- Records for this exercise:

■ ■ ■

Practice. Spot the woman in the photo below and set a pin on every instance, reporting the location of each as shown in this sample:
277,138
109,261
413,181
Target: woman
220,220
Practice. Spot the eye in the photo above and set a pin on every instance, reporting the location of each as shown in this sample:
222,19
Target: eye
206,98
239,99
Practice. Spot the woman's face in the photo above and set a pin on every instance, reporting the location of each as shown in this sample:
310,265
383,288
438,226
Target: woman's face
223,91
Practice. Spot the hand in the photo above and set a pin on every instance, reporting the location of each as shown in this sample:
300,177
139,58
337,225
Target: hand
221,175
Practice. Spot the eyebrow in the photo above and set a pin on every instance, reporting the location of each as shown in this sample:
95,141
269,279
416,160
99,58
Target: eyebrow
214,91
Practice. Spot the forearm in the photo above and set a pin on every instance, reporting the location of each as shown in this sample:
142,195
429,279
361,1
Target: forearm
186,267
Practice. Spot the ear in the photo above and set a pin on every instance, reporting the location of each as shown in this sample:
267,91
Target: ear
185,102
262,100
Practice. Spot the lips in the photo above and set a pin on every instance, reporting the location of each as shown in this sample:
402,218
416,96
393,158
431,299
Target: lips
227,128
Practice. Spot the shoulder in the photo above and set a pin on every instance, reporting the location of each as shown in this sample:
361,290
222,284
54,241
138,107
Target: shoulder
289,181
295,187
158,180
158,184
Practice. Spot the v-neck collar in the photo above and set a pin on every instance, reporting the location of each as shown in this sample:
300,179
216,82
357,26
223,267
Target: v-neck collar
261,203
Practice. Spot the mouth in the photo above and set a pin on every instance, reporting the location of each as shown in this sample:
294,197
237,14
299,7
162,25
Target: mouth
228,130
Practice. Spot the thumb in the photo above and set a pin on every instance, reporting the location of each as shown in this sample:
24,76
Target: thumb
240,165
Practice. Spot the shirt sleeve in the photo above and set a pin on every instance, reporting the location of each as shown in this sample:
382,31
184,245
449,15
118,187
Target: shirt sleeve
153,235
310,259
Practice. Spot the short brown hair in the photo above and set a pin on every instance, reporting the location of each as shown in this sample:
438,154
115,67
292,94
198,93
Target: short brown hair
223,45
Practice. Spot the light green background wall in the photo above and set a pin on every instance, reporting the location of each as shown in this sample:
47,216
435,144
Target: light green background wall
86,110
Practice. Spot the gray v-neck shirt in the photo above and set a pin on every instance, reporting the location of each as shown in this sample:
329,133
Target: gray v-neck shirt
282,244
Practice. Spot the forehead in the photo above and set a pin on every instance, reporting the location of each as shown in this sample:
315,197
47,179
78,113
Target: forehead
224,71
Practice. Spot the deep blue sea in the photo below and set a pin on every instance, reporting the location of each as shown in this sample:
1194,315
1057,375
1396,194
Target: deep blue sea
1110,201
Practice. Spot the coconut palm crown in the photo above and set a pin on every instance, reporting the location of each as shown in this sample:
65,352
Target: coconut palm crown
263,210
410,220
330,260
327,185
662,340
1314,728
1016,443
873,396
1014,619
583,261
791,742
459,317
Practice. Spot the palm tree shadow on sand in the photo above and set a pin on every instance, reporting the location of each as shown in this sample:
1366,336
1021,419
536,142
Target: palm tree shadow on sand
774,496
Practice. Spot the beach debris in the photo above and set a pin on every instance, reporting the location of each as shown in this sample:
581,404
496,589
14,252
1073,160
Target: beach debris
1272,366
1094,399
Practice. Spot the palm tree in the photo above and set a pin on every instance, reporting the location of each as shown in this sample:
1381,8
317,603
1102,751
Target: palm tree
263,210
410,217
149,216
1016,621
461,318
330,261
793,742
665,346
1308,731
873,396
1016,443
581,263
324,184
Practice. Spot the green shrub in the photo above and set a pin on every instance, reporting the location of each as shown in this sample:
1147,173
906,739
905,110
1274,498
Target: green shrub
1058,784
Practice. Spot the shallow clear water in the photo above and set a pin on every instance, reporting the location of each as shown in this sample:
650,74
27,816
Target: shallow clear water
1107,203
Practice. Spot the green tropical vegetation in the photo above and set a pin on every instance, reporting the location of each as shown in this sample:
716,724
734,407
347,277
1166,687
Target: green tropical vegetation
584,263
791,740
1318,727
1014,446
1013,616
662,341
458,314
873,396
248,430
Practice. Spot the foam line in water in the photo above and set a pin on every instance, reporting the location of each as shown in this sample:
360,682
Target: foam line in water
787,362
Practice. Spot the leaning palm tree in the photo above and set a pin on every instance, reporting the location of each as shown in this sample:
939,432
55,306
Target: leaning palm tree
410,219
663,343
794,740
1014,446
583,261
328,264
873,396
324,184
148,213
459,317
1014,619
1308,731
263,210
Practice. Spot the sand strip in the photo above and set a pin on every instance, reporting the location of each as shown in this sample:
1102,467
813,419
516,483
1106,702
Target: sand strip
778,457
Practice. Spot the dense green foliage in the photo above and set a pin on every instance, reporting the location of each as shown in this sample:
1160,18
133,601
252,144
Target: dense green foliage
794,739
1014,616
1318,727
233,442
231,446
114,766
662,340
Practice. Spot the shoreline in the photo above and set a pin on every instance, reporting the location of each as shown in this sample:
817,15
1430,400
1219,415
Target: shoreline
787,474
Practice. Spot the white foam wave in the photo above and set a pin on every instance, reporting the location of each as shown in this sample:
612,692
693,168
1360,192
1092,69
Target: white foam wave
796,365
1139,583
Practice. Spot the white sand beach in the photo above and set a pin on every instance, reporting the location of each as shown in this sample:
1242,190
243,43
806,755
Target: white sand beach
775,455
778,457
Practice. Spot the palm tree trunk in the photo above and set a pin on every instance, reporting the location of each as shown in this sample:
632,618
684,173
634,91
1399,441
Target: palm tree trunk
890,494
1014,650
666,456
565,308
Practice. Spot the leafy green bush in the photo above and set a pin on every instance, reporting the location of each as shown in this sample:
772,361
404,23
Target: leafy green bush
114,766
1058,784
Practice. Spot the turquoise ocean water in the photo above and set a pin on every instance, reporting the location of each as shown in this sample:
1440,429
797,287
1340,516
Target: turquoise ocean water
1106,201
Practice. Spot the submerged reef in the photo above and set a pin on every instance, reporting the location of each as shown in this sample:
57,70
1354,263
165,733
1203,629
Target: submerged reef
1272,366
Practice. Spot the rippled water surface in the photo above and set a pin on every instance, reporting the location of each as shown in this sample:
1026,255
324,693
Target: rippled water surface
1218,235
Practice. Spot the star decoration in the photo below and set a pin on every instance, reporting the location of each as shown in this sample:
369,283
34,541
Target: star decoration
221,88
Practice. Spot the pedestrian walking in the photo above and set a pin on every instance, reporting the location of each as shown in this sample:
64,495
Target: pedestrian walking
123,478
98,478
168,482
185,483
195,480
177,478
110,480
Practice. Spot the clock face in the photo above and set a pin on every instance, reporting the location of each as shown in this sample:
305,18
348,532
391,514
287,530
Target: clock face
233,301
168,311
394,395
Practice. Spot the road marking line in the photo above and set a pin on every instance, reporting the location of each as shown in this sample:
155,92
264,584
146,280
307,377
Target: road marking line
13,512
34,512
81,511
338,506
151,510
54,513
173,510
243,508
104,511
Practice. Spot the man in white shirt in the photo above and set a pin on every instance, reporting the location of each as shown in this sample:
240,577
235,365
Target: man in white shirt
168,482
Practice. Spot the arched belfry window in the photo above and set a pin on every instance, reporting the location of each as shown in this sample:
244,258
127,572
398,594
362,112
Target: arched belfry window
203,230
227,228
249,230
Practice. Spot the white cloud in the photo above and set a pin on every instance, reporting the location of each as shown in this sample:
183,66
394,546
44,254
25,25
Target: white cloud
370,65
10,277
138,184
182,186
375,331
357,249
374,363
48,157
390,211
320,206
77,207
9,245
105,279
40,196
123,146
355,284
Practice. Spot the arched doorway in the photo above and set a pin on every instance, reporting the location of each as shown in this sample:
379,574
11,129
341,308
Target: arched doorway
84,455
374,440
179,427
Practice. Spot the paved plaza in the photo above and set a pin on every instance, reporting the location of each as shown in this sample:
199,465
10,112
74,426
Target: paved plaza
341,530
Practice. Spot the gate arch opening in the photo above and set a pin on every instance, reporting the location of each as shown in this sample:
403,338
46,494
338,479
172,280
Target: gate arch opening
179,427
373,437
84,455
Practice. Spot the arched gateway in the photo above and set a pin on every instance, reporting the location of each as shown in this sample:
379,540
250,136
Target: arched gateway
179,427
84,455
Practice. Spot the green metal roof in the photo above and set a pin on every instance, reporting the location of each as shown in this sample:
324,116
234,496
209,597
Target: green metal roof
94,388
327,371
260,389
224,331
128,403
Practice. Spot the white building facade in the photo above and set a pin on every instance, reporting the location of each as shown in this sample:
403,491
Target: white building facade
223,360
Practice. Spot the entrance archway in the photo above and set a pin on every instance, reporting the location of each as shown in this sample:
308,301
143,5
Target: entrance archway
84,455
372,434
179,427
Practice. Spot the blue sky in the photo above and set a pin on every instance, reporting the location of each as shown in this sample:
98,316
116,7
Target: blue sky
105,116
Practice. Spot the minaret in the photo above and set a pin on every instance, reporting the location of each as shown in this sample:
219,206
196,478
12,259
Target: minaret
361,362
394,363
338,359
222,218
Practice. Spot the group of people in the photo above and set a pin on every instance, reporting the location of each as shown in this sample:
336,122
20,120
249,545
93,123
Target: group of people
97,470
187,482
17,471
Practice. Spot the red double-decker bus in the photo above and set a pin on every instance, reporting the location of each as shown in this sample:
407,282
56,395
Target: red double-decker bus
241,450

■ ■ ■

- Work to complete: What is the number of lines in the data that hold the word "below"? Reply with that number and nothing else.

- Response to this task: 3